DOCUMENT EXTRACT:
Tuesday, September 18, 2012

Agile User Group Recap: Dealing With Technical Stories on the Backlog

At September's Nashville Agile User Group meeting we had a discussion about how to deal with technical user stories on the backlog. There was a great deal of conversation with many good points from multiple approaches.

First we talked about what we meant by a "technical user story". We referred to stories having to do with technical activities that did not deliver any new value to the end user. Some that were brought up were things like "upgrading servers or other supporting applications", "refactoring a module to be easier to maintain", etc.

It was brought up that even though the story may not add value to the end user, it usually could be shown to have a tangible value to the company as a whole. An example was if we have a module that requires our operations folks to go onsite and manually perform some task on the servers, but we could rewrite this to be managed remotely, that could be quantified by how much time (i.e. money) we would save for the operations folks.

DATA EXCERPT:

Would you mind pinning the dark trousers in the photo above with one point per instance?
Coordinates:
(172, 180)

THE PROBLEM:
What two kinds of technical user story are named in the agile user group recap?

ANSWER TO THIS PROBLEM:
Upgrading servers or other supporting applications, and refactoring a module to be easier to maintain.